(Source records)
########

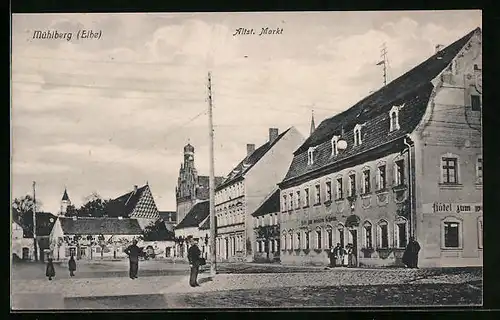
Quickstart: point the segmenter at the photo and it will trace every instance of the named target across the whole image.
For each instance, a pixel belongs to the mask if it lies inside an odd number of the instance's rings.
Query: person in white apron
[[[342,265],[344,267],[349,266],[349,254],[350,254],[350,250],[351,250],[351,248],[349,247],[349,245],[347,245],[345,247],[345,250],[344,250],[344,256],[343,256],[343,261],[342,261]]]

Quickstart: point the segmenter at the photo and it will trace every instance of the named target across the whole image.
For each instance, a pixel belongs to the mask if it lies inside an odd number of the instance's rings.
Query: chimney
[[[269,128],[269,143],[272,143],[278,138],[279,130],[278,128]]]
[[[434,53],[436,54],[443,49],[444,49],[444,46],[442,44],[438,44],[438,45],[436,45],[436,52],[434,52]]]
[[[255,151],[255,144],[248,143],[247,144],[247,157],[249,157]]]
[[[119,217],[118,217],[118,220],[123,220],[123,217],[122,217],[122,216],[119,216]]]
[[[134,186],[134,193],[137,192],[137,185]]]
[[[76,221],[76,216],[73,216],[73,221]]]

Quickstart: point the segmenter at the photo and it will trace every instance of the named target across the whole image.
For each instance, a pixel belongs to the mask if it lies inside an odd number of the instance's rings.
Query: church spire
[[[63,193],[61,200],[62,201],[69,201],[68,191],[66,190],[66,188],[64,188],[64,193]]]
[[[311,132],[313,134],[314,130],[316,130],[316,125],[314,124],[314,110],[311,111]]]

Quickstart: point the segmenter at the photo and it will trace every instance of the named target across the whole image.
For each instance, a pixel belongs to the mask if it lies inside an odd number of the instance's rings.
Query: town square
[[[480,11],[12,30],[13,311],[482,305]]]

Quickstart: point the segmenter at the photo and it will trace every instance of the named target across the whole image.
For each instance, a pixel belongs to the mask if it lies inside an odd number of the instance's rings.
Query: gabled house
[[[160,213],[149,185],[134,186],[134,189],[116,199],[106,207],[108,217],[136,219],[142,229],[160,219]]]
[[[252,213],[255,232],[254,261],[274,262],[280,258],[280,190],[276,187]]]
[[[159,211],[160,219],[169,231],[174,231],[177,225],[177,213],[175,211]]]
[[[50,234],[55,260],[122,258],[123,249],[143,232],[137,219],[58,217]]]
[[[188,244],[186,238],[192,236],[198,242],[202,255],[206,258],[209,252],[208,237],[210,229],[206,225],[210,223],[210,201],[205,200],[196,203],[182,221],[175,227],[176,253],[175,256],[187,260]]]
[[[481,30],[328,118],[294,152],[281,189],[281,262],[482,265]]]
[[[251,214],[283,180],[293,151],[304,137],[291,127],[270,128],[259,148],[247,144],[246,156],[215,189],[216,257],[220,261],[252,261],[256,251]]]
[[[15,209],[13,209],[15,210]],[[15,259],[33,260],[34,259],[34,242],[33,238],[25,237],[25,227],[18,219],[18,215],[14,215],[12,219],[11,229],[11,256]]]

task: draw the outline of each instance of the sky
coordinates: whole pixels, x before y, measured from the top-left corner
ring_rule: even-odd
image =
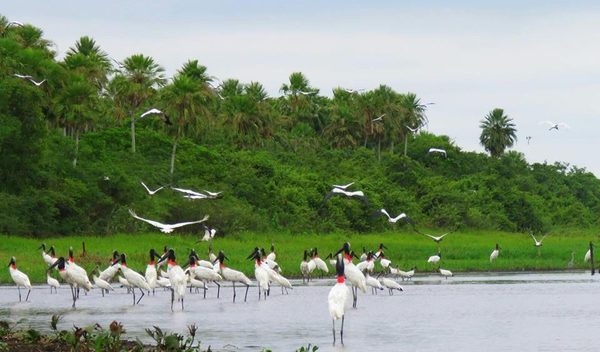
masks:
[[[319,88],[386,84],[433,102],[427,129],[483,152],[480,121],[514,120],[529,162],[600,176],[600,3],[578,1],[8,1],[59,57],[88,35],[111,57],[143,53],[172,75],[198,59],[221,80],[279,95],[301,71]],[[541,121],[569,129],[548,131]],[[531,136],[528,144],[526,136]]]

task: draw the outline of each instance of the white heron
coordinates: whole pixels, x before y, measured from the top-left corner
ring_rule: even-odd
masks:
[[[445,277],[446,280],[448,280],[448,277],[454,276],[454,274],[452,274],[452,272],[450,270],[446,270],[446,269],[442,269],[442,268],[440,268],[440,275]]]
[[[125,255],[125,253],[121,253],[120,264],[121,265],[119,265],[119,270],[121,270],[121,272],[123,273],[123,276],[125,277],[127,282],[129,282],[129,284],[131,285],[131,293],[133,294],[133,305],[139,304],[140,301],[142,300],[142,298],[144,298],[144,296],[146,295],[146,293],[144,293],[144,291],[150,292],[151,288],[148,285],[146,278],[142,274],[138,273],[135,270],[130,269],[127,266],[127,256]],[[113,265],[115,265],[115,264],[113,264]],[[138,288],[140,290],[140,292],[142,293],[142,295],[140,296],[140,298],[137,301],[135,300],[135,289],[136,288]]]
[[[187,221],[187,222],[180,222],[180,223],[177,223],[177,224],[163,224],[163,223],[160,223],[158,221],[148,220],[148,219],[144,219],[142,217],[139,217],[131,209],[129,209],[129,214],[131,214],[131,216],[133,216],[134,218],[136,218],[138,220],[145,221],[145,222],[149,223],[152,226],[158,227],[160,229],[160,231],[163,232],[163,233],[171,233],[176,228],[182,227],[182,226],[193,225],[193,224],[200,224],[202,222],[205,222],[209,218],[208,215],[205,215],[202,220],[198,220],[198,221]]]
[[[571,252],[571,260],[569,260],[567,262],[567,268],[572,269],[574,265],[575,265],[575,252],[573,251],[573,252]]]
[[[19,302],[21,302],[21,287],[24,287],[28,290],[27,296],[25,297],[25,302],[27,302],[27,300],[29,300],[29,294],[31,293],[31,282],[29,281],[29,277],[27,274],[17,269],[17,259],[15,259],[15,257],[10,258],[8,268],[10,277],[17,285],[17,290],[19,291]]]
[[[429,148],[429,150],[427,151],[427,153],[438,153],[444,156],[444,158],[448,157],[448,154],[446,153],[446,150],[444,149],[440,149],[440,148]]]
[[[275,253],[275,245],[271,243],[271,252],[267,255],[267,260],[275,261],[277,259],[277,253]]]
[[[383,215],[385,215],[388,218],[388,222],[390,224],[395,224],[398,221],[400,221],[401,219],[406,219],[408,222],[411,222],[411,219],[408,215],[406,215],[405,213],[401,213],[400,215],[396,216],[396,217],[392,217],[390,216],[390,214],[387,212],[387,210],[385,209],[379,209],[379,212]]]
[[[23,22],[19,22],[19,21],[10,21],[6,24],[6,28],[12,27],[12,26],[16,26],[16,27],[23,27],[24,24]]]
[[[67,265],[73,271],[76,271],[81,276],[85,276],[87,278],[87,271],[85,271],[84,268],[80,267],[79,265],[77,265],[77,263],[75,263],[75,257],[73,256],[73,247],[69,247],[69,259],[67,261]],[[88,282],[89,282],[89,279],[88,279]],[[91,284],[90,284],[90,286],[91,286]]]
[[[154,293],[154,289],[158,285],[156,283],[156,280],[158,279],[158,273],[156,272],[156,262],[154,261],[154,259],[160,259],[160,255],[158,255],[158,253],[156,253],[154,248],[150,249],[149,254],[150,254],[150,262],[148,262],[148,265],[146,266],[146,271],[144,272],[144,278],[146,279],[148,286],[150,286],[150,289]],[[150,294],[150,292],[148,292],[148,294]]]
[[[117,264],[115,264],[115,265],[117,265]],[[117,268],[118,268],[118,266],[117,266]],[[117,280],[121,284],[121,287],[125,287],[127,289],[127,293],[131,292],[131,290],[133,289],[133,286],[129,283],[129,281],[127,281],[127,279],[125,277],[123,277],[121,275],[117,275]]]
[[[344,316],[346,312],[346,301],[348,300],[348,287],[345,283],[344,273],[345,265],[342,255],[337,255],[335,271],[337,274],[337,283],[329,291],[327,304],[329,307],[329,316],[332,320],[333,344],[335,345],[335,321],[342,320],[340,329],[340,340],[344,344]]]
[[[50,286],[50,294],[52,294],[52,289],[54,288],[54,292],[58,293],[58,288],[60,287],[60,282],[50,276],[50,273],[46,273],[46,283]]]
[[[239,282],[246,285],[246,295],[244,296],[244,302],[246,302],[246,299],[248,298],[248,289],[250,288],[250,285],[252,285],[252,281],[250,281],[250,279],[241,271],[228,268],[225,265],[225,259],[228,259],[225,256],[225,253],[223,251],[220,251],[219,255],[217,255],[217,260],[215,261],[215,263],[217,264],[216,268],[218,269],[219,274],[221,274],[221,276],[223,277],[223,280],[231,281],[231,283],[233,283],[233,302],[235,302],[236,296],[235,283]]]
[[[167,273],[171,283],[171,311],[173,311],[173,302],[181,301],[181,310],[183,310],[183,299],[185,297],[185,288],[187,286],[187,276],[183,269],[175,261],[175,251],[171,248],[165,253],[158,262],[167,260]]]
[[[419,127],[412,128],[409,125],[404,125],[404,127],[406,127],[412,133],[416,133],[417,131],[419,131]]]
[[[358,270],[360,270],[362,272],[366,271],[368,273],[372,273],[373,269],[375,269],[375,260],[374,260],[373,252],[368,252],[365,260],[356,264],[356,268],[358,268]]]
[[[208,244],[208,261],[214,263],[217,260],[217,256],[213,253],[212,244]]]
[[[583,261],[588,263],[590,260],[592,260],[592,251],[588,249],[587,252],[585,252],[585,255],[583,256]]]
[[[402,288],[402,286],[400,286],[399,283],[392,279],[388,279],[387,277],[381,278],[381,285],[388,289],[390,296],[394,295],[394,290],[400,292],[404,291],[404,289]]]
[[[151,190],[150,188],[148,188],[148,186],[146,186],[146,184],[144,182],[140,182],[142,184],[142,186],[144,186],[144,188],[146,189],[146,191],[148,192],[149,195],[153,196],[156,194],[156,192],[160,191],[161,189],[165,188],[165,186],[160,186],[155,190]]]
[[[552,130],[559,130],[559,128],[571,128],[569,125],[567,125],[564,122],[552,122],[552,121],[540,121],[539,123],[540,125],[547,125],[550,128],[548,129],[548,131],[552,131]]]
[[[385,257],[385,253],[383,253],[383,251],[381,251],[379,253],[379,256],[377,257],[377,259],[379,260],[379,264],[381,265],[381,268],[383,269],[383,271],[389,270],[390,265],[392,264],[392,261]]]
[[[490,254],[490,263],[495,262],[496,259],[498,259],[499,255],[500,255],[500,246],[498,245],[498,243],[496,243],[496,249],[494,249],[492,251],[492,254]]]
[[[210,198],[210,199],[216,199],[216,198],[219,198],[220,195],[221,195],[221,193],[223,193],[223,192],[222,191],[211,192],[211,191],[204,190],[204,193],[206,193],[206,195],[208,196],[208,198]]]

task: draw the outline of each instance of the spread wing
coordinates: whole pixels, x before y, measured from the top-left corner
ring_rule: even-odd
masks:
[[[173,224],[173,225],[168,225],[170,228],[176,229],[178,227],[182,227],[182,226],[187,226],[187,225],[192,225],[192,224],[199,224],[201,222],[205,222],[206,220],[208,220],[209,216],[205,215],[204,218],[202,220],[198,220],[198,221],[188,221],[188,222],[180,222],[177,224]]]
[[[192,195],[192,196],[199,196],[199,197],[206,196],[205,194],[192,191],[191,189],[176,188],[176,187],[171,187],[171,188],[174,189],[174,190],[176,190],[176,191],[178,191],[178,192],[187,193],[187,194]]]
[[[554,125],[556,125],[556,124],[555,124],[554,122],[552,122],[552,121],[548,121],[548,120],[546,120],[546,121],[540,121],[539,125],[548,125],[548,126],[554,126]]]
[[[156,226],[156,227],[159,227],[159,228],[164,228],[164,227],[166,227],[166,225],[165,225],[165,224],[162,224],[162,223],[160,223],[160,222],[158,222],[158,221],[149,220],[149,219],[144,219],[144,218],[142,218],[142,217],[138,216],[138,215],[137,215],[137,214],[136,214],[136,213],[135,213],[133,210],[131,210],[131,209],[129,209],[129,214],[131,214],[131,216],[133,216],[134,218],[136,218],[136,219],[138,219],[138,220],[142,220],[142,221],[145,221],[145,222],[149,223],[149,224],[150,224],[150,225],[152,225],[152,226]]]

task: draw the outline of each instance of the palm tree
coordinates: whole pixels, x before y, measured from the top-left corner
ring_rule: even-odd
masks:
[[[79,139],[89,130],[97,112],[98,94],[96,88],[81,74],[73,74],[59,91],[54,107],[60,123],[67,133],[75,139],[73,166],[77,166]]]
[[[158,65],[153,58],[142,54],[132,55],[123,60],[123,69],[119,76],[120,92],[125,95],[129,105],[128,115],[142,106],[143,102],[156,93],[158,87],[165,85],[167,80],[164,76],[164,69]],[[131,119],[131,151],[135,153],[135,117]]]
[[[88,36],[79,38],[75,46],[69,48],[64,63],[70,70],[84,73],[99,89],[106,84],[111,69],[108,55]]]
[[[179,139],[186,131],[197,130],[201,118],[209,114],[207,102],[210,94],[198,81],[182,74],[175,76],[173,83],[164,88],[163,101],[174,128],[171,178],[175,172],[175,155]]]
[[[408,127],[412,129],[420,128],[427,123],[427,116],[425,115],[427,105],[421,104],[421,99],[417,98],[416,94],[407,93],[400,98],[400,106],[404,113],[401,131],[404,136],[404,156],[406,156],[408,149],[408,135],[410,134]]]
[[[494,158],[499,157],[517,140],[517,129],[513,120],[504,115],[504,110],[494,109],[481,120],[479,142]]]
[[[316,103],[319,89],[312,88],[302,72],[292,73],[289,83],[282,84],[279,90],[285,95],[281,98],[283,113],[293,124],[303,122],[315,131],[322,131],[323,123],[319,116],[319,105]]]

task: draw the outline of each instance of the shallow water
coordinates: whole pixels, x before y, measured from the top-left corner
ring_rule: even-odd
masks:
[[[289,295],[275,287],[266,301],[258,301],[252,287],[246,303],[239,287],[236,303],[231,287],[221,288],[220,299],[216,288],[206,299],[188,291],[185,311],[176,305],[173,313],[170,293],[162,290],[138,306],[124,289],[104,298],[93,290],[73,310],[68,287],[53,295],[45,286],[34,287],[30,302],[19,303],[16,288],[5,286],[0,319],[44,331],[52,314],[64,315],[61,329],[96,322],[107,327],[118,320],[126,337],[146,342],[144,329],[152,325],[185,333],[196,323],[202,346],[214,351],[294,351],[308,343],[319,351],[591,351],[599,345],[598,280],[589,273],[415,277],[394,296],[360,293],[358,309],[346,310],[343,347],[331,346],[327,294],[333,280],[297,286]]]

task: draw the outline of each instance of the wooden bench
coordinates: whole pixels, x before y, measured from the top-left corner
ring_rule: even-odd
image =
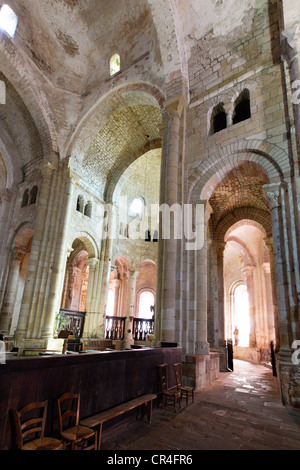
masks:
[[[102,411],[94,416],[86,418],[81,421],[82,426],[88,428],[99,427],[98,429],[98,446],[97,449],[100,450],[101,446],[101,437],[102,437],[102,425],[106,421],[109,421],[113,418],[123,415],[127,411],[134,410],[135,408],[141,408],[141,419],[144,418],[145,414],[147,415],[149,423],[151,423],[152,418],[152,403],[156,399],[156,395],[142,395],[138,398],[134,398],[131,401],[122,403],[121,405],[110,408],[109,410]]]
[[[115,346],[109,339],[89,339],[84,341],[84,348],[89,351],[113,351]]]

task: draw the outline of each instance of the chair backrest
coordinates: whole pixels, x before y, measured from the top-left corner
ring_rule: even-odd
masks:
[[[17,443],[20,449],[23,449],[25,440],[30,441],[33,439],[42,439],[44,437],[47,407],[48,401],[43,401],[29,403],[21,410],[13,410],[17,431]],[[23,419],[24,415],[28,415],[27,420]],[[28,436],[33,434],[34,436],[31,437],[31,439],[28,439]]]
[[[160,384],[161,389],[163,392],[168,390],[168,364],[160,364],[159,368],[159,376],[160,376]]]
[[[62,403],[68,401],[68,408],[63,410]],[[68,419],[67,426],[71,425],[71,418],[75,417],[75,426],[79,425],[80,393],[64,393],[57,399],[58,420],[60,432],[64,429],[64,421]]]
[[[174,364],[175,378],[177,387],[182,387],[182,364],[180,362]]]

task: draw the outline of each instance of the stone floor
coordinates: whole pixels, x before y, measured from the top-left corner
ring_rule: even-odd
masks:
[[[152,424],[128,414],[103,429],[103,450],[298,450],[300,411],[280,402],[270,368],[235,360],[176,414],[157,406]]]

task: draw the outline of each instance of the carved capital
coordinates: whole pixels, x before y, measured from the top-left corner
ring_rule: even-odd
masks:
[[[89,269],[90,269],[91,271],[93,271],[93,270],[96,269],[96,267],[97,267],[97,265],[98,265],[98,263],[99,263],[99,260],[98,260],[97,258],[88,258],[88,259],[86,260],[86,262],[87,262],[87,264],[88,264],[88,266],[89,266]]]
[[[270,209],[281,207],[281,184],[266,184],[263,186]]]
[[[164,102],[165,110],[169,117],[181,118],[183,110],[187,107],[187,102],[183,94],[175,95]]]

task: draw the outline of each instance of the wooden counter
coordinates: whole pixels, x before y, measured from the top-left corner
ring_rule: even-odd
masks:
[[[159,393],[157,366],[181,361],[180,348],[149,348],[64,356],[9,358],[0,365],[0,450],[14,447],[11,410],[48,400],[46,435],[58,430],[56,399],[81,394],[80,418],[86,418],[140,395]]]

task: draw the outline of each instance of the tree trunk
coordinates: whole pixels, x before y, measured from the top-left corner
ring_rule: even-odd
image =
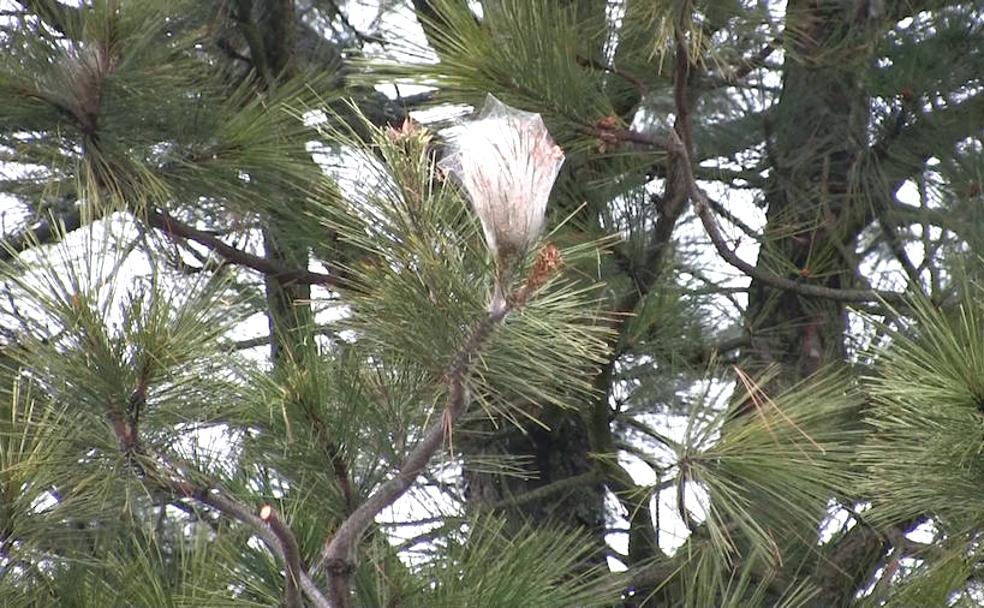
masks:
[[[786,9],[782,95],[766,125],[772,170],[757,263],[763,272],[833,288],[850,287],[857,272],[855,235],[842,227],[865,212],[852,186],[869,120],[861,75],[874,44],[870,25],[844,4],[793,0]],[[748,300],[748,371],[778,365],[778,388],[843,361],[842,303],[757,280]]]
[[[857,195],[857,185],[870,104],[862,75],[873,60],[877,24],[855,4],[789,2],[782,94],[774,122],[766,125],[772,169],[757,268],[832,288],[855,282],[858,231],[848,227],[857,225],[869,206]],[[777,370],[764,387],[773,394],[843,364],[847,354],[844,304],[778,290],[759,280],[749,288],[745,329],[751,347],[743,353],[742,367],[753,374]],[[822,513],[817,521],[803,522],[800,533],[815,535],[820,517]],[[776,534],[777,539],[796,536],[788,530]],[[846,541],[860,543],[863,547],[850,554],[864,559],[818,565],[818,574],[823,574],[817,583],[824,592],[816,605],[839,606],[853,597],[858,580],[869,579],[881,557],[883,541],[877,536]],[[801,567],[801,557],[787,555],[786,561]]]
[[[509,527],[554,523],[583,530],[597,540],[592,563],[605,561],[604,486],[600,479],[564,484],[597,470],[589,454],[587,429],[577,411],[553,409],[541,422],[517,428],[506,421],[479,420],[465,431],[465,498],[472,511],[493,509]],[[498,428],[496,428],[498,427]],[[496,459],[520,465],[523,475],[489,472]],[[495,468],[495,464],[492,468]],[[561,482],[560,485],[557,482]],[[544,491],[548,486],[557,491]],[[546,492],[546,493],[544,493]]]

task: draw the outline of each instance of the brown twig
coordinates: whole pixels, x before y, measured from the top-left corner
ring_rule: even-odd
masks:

########

Search the entries above for the word "wooden" and copy each line where it appears.

task: draw the outline of each instance of the wooden bench
task: draw the outline of each instance of the wooden counter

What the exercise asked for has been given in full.